Task goal:
Repeat exactly the lines of the entries below from the one with "[[490, 407], [68, 8], [464, 27]]" through the one with "target | row of tree", both ends included, and nothing else.

▬▬▬▬▬▬▬▬▬▬

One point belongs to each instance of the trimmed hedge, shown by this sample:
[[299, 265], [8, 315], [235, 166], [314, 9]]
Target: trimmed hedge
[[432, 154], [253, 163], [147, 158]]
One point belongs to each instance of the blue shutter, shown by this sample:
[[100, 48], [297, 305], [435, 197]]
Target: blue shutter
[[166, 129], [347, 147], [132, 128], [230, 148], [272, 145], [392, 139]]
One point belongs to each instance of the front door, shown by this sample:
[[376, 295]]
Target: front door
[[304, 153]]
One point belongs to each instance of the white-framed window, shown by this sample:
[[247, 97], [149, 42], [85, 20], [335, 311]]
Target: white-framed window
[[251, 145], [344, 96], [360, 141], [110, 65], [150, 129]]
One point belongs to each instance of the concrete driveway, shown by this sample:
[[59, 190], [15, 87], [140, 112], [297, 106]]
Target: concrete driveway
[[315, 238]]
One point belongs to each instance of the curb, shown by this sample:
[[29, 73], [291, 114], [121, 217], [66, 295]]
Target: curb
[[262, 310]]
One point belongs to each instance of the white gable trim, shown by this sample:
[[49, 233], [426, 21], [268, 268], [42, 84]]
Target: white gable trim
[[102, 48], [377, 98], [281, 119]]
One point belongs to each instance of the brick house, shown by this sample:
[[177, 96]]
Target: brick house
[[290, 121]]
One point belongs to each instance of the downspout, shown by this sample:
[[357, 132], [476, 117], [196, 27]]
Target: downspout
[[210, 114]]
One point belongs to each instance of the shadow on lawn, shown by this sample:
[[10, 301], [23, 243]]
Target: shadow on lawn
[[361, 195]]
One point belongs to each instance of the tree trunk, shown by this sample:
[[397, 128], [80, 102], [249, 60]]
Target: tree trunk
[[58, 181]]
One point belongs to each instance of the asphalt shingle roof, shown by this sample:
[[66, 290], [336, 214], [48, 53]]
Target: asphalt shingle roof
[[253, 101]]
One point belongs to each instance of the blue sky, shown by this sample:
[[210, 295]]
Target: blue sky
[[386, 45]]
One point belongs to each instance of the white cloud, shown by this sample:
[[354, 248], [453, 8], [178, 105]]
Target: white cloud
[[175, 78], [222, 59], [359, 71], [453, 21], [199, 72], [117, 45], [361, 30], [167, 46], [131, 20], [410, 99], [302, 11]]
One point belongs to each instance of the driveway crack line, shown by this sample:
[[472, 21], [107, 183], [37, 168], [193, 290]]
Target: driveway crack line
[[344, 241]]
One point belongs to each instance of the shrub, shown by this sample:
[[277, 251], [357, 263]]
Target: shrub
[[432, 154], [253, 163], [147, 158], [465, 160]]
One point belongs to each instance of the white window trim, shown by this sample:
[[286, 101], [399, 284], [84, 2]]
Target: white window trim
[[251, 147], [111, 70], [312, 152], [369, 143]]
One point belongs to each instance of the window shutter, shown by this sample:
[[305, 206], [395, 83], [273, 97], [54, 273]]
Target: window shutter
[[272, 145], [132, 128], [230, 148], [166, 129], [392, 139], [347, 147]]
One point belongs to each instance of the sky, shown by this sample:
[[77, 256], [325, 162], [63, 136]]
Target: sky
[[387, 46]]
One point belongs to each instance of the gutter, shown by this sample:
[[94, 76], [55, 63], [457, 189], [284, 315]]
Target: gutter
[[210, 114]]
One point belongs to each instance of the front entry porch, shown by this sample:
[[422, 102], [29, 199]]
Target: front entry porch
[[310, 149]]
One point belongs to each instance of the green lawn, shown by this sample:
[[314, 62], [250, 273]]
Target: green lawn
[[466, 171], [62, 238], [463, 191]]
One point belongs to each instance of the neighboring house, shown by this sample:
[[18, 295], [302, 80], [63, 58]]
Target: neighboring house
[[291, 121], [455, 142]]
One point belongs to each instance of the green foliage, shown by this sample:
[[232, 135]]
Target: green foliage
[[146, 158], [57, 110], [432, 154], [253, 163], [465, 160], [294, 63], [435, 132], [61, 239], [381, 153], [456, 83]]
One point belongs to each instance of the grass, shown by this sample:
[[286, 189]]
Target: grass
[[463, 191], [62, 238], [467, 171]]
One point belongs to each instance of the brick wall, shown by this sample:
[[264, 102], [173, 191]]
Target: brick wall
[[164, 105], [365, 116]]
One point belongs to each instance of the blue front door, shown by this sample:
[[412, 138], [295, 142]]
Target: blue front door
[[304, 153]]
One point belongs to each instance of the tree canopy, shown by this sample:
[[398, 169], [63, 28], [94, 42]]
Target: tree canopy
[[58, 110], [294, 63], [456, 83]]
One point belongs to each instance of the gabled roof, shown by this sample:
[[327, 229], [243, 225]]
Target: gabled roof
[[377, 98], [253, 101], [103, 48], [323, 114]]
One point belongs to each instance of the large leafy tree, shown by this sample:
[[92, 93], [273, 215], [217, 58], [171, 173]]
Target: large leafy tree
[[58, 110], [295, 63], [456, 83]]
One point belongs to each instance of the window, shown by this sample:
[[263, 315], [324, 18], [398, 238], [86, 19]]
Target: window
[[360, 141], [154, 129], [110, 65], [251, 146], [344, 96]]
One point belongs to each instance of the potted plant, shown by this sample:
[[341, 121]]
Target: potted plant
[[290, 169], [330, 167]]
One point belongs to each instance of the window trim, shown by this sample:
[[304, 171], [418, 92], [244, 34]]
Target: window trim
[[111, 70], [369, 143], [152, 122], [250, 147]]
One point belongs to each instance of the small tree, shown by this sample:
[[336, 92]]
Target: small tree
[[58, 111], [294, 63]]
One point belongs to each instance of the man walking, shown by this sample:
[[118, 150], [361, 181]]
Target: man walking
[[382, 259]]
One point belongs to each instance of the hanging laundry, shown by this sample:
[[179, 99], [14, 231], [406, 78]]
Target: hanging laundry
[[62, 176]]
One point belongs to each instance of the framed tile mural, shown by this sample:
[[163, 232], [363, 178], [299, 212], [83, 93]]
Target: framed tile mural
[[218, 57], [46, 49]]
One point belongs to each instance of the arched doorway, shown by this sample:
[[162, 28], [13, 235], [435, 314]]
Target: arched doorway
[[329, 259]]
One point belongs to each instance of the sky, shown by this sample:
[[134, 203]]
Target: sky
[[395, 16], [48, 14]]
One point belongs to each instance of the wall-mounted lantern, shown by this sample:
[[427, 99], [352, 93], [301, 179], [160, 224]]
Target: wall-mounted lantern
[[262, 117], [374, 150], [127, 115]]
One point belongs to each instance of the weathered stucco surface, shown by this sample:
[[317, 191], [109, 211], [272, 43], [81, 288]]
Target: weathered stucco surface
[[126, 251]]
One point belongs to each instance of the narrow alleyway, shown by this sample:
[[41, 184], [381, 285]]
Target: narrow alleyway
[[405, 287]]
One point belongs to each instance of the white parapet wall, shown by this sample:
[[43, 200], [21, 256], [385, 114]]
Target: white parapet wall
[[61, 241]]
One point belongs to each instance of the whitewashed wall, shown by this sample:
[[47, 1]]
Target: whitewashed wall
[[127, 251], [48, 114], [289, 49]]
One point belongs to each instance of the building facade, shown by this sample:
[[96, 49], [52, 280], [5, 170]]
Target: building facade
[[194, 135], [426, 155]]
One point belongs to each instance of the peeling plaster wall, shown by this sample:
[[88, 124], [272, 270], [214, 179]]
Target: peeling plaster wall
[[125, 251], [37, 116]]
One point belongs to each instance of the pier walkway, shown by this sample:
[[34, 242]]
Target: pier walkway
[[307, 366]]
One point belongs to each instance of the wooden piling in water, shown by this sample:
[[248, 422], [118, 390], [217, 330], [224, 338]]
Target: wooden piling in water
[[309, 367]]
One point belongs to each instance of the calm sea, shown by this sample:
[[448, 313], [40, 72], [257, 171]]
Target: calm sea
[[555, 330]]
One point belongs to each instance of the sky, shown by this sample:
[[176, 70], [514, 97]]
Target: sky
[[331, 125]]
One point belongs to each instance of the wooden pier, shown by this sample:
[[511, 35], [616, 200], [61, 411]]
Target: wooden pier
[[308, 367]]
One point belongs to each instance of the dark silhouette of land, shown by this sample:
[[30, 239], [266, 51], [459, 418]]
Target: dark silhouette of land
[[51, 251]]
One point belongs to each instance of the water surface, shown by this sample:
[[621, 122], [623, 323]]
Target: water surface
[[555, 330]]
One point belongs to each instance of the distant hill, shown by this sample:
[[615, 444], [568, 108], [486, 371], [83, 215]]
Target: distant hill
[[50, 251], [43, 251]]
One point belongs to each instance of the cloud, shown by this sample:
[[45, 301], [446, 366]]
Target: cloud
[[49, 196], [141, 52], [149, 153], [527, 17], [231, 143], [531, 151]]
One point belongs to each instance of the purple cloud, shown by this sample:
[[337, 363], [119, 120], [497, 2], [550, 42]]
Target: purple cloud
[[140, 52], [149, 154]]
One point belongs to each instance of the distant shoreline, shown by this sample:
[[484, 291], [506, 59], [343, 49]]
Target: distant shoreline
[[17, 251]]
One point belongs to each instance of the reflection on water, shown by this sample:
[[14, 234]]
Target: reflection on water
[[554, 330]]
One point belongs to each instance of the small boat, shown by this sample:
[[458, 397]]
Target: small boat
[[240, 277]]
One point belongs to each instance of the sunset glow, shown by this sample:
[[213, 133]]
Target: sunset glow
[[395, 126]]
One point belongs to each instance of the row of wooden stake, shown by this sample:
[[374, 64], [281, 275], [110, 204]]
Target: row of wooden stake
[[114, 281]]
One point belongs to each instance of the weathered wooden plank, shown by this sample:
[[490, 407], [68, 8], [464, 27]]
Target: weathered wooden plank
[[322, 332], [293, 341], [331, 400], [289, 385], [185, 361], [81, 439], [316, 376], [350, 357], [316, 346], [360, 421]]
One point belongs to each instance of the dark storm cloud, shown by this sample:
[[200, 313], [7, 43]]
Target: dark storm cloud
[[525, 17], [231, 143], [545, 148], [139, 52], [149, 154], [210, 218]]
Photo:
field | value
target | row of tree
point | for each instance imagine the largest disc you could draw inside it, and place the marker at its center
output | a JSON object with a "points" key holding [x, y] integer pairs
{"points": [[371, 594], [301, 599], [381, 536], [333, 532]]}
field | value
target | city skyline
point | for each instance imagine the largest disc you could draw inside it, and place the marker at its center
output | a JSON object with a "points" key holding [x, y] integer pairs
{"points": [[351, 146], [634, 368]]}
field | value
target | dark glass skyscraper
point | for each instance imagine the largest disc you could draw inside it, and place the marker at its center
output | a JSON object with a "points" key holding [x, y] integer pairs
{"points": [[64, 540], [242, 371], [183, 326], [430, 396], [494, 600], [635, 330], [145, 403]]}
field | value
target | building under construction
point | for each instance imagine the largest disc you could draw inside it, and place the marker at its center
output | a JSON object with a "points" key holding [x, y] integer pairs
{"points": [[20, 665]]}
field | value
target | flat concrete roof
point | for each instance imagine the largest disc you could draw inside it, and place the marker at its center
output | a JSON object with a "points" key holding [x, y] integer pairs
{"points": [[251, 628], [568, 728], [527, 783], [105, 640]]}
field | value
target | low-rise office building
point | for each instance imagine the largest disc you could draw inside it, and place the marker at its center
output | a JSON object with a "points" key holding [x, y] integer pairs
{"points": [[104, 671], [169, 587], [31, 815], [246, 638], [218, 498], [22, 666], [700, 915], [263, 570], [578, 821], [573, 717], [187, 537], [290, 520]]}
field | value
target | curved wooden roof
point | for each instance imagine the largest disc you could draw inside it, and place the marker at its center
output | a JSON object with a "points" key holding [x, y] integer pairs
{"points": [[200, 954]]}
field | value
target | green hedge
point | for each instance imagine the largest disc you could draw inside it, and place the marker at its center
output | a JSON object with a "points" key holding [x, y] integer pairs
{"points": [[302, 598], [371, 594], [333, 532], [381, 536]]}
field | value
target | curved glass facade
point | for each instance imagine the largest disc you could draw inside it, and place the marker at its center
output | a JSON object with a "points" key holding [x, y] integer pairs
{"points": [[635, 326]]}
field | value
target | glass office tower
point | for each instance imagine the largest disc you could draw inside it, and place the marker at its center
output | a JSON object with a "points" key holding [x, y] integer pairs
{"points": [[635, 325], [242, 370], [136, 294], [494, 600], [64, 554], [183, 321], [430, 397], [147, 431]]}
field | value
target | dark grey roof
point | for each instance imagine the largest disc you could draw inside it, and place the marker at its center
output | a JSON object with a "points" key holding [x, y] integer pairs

▬▬▬▬▬▬▬▬▬▬

Written answer:
[[490, 407], [68, 8], [464, 27]]
Target: weathered wooden plank
[[322, 332], [293, 341], [331, 400], [289, 385], [185, 361], [81, 439], [316, 376], [350, 357], [316, 346], [360, 421]]
One point belongs to each instance of the dark storm cloud, shown by this sample:
[[200, 313], [7, 43]]
Target: dark storm cloud
[[525, 17], [231, 143], [545, 148], [139, 52], [149, 154], [210, 218]]
Photo:
field | value
target | row of tree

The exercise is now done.